ChatGPT ment avec un panache déconcertant

À mesure que les semaines passent, les observateurs sont de plus en plus nombreux à souligner les erreurs factuelles de ChatGPT, et à rappeler les fondements mêmes de l’outil : il ne s’agit pas d’un moteur de recherche ni d’une encyclopédie. ChatGPT peut mentir. Et, il ne s’en prive pas.

Numerama a fait le test. Nous lui avons demandé de citer « 5 femmes qui ont été Première ministre en France », et l’intelligence artificielle nous a donné les noms de quatre hommes. Redirigé par nos soins, ChatGPT a ensuite assuré que Rachida Dati et Ségolène Royal avaient chacune été Première ministre.

ChatGPT ne dit pas toujours la vérité, mais il le dit avec assurance
ChatGPT ne dit pas toujours la vérité, mais il le dit avec assurance quand même.

Ce n’est là qu’un exemple de fausse information parmi d’autres. L’économiste David Cayla a montré que ChatGPT était capable d’inventer des noms d’économistes. La journaliste Sonia Devillers, qui a interrogé le chatbot sur France Inter, a découvert qu’il avait inventé plusieurs jobs à la présentatrice Léa Salamé. D’autres internautes ont remarqué que ChatGPT était capable de générer des citations et les mettre dans la bouche d’auteurs qui ne les ont pourtant jamais rédigées. Interrogé sur un sujet de recherche pointue concernant les faux souvenirs, le chatbot a même inventé des sources académiques, par des auteurs inexistants.

« Un outil purement rhétorique, un beau parleur »

Les experts en intelligence artificielle ne seront pas surpris par ces écueils. « Nous avons là un outil purement rhétorique, un beau parleur qui sait disserter sur n’importe quoi pour produire avec une apparence d’autorité des affirmations qui semblent raisonnablement étayées, mais ne reposent sur rien », écrivaient déjà à la mi-décembre 2022 la chercheuse Claire Mathieu et le professeur Jean-Gabriel Ganascia, qui diffusaient une tribune dans les Echos Start. « Non seulement, il est par construction indifférent à la vérité de ses assertions, mais de plus, il les adapte à son interlocuteur. Il n’y a donc, même pas, de cohérence interne. C’est le relativisme à l’état pur. »

Yann Lecun, un des spécialistes français de l’IA les plus connus, a également calmé les ardeurs des fanatiques de ChatGPT, assurant qu’il « n’y a rien de révolutionnaire, même si c’est la façon dont le public le perçoit. C’est juste que c’est bien présenté. .» 

Ces exemples font néanmoins office de piqûre de rappel nécessaire pour le grand public : il ne faut pas faire confiance aveuglément à ChatGPT. L’outil permet, certes, d’automatiser des tâches, et ainsi d’alléger les internautes de la redondance de certaines actions, mais il faut constamment vérifier ce que l’IA apporte comme réponse.
|---|
## [Exercice 1]
Dans le texte sur ChatGPT, combien de noms d'hommes l'outil a-t-il donnés quand Numerama lui a demandé de citer cinq femmes ayant été Première ministre en France ?
## [Exercice 2]
Recopiez le passage du texte sur ChatGPT qui va de « ChatGPT ment avec » jusqu'à « été Première ministre. ».

(Lignes du jeu de données)
|---|
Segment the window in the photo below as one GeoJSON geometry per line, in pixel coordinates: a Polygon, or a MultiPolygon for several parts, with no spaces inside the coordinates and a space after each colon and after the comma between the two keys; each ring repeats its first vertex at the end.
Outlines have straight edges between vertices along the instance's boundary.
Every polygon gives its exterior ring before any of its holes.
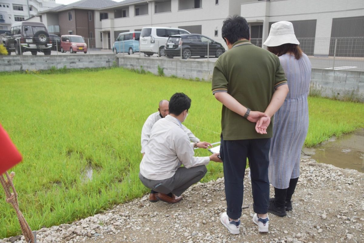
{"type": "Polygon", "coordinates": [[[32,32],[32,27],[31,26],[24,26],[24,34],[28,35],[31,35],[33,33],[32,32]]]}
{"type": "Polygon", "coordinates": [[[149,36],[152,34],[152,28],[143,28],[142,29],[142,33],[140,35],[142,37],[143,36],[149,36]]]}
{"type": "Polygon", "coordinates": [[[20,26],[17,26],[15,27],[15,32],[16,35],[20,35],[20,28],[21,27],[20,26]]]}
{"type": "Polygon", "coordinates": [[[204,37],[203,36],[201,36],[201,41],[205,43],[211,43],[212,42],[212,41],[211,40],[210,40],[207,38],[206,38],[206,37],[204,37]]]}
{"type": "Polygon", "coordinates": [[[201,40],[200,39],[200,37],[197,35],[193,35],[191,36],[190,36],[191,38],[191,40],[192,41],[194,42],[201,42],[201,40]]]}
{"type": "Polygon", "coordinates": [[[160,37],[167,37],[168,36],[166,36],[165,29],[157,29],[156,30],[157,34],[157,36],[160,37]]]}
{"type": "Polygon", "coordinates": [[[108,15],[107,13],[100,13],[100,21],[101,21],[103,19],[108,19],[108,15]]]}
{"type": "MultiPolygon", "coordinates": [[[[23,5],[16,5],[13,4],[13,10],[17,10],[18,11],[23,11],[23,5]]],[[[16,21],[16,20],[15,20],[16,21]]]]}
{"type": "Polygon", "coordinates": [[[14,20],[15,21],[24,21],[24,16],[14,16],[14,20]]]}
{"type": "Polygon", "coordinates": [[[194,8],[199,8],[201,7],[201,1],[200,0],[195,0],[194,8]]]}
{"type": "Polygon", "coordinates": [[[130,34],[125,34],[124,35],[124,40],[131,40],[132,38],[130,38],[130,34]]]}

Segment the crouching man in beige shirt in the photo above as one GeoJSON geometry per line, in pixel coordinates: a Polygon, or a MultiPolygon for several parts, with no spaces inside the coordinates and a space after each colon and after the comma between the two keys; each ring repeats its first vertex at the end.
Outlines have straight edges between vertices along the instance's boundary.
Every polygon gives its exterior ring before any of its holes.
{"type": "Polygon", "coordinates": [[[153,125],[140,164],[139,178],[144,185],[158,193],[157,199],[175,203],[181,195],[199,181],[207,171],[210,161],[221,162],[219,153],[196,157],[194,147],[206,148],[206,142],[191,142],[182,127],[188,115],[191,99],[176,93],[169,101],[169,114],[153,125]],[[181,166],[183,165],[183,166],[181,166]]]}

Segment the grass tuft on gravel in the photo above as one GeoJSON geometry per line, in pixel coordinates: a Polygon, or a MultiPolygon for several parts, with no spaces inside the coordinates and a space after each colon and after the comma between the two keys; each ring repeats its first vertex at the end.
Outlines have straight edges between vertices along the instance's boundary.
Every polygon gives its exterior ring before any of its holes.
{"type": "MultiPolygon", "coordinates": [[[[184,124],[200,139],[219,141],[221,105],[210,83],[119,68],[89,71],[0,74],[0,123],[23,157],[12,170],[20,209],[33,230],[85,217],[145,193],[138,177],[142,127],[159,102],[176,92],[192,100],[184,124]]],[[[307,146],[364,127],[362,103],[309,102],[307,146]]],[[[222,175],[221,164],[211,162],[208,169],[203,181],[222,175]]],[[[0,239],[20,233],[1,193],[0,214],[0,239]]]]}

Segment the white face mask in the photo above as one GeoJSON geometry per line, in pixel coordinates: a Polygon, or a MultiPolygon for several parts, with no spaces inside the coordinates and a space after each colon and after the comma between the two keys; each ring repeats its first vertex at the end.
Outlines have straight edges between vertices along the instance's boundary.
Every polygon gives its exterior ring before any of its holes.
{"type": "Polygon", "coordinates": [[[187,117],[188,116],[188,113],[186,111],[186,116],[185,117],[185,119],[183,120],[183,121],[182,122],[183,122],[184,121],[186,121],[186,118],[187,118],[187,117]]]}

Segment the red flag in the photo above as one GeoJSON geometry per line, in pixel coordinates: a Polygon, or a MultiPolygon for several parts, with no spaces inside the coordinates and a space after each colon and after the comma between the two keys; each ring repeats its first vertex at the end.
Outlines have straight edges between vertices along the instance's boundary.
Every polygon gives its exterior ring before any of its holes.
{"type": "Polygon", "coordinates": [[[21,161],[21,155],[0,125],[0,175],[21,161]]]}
|---|
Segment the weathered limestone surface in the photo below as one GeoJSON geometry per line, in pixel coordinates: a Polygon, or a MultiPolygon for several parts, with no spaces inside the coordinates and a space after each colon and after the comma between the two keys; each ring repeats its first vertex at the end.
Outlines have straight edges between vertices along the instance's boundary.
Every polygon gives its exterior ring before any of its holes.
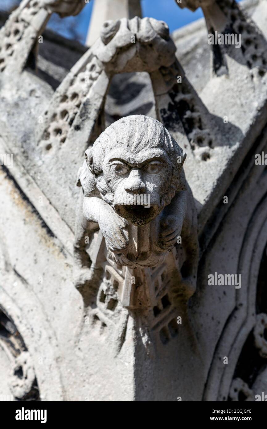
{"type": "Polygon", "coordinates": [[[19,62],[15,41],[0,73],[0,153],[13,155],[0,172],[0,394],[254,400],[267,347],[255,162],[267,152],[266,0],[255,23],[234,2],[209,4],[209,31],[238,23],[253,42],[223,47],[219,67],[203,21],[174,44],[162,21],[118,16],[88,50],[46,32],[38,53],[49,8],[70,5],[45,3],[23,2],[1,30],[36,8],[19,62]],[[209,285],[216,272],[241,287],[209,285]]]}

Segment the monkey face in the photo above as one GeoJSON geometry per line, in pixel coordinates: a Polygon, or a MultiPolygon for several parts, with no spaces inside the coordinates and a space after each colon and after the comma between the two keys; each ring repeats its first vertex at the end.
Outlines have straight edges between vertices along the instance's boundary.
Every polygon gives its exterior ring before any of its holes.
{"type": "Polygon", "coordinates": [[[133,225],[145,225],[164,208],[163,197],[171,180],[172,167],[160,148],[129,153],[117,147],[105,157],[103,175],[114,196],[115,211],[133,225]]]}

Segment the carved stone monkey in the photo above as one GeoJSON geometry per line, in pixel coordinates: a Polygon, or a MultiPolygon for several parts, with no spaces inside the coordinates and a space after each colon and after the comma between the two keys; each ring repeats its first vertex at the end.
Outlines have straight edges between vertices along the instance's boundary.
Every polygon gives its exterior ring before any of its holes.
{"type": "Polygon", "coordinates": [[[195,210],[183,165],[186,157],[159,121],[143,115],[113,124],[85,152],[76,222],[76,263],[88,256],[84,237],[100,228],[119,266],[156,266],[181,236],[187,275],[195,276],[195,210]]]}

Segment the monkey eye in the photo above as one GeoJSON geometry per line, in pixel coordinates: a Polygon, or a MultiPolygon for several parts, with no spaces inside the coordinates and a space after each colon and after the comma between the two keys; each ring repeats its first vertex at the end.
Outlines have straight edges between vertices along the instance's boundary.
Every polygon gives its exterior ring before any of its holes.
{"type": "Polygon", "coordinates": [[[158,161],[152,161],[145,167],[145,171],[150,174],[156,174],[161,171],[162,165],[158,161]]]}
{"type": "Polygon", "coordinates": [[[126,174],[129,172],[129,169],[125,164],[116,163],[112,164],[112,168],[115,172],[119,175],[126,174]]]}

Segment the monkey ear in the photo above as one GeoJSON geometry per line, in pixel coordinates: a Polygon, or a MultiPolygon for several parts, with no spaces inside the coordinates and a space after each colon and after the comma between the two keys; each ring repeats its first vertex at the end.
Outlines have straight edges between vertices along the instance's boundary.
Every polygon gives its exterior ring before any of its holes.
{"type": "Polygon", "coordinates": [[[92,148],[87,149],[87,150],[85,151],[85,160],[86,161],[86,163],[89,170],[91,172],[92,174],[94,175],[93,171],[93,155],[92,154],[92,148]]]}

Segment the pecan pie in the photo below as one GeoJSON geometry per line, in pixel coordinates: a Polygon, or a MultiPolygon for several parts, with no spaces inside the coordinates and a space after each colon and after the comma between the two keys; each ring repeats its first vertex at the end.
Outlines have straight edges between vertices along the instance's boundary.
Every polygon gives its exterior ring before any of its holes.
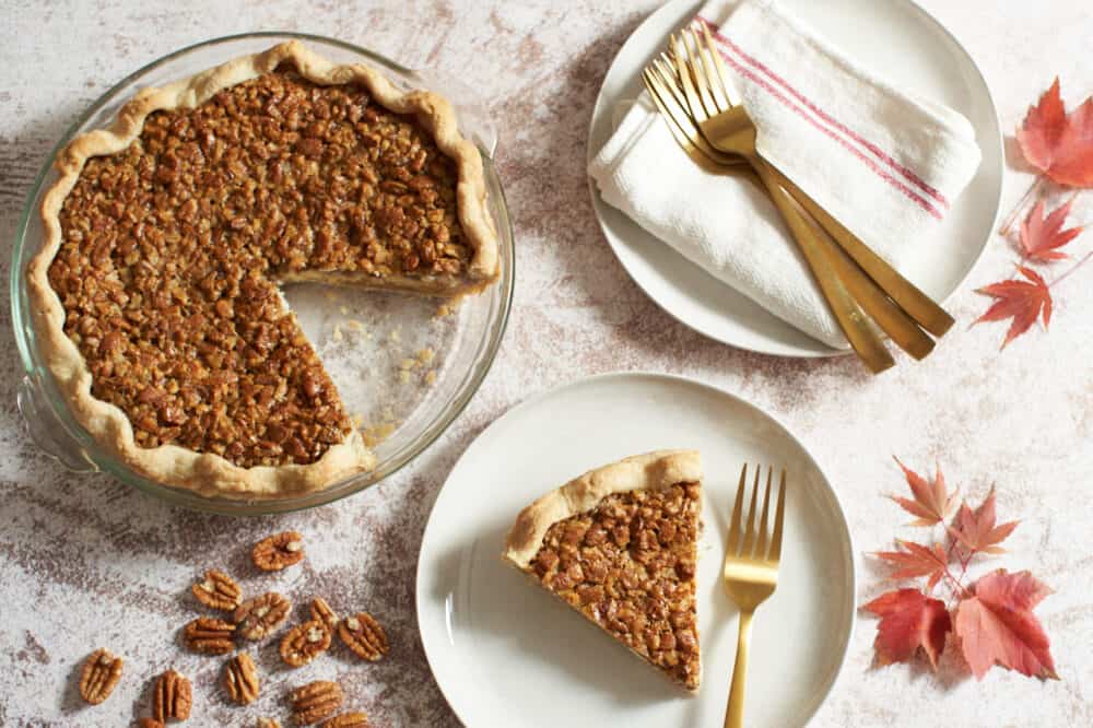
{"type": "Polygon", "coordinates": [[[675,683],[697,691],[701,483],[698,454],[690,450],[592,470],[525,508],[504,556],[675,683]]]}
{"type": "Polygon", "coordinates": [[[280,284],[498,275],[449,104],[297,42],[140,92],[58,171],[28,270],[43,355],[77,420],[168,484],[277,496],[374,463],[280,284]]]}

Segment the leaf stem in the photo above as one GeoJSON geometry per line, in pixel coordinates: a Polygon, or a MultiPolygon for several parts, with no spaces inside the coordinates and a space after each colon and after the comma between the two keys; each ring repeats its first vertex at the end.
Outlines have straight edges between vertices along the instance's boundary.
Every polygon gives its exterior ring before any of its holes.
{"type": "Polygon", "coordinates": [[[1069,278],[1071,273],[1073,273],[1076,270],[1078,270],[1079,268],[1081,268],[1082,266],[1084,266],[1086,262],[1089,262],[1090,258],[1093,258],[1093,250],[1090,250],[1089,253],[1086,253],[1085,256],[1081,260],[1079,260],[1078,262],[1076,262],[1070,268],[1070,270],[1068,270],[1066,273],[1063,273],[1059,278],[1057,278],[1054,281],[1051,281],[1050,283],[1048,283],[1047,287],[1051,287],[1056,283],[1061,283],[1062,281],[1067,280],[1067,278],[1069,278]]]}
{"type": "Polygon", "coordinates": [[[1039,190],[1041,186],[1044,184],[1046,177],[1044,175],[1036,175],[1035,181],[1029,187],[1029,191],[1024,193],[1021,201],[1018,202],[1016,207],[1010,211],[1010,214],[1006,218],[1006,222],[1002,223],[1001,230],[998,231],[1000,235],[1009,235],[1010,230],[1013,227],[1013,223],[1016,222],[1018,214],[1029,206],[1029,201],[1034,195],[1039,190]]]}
|---|
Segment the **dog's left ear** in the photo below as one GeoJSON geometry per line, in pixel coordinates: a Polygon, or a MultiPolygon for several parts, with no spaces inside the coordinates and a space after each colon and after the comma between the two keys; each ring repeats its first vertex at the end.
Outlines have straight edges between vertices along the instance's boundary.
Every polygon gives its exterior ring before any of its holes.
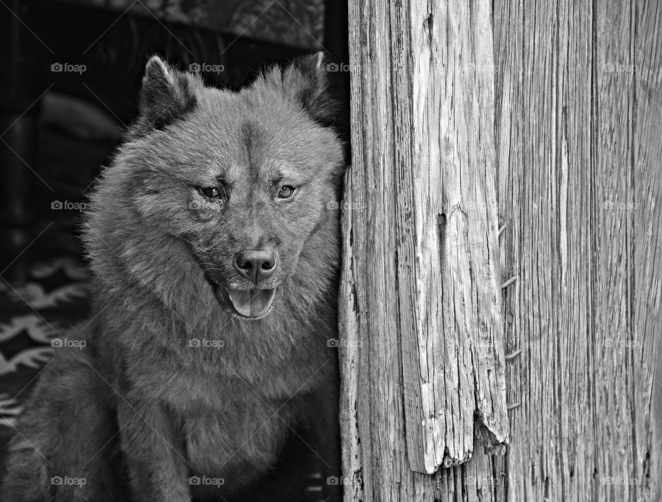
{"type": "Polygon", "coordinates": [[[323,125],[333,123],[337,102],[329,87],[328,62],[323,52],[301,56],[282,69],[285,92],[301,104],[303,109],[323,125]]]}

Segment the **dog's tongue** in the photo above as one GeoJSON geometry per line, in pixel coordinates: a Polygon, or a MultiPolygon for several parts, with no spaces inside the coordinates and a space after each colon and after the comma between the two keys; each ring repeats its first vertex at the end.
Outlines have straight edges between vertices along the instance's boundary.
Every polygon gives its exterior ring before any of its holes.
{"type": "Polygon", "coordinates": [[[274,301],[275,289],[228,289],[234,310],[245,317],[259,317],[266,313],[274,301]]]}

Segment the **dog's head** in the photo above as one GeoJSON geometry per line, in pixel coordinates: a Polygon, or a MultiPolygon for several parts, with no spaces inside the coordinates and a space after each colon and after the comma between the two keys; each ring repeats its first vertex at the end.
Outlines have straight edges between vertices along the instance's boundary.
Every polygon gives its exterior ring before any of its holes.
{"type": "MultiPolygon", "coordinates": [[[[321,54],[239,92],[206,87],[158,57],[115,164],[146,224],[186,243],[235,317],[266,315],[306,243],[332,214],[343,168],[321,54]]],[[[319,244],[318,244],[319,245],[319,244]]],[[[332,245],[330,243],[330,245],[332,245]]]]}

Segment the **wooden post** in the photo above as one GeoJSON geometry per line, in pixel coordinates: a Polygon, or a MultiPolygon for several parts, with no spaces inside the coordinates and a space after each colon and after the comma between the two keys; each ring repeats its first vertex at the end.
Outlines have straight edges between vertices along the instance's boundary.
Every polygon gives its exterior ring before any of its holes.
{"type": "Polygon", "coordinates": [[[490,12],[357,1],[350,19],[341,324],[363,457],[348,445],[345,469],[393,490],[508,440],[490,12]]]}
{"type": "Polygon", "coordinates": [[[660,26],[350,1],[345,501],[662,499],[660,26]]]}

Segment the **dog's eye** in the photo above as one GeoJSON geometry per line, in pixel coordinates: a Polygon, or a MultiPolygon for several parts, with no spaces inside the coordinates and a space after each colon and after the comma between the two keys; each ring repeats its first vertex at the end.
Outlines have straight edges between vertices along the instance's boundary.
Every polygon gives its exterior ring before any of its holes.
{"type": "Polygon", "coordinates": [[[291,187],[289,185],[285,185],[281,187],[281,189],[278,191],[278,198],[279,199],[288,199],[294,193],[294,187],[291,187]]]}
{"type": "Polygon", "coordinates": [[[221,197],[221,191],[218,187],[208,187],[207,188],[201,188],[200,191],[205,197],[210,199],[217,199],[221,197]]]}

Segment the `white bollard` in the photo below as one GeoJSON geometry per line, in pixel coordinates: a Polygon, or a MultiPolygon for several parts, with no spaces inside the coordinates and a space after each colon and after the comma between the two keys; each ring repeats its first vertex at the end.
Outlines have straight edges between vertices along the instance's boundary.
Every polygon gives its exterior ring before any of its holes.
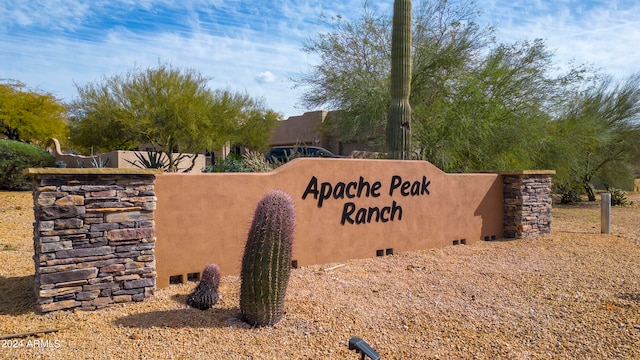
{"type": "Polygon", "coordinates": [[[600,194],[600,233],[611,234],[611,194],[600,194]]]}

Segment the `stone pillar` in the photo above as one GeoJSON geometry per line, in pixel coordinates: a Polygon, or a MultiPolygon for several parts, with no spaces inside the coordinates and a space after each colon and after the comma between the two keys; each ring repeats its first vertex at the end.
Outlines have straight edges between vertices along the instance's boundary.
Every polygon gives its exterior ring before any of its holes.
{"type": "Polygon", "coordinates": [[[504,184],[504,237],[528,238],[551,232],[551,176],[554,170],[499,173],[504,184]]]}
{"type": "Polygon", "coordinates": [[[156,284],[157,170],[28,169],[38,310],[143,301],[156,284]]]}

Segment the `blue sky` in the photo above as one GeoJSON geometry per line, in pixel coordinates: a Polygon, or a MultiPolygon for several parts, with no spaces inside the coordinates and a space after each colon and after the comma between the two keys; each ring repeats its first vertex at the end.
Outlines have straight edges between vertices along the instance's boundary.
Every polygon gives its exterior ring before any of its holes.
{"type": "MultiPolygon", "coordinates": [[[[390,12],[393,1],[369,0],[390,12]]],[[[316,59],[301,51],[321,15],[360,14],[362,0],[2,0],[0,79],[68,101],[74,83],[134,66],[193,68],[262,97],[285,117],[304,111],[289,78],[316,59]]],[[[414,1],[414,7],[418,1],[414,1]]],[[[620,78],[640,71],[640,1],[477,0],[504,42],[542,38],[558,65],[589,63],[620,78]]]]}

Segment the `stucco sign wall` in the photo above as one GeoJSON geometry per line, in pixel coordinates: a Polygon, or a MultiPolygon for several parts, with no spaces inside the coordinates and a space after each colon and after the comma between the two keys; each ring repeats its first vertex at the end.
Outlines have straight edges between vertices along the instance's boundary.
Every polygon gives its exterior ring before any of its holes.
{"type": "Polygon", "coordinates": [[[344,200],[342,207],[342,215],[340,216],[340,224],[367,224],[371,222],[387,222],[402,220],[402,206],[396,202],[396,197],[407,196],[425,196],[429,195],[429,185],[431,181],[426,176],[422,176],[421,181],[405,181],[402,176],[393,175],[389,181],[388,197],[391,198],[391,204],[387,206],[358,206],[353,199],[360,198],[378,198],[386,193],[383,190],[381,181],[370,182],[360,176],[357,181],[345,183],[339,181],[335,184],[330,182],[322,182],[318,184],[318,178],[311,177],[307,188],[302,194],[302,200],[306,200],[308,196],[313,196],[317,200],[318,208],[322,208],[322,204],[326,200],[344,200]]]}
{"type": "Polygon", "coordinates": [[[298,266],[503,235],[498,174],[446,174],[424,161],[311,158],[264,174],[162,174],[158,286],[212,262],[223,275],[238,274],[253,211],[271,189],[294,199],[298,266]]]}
|---|
## [Réponse attendue 1]
Il a donné les noms de quatre hommes.

## [Réponse attendue 2]
ChatGPT ment avec un panache déconcertant

À mesure que les semaines passent, les observateurs sont de plus en plus nombreux à souligner les erreurs factuelles de ChatGPT, et à rappeler les fondements mêmes de l’outil : il ne s’agit pas d’un moteur de recherche ni d’une encyclopédie. ChatGPT peut mentir. Et, il ne s’en prive pas.

Numerama a fait le test. Nous lui avons demandé de citer « 5 femmes qui ont été Première ministre en France », et l’intelligence artificielle nous a donné les noms de quatre hommes. Redirigé par nos soins, ChatGPT a ensuite assuré que Rachida Dati et Ségolène Royal avaient chacune été Première ministre.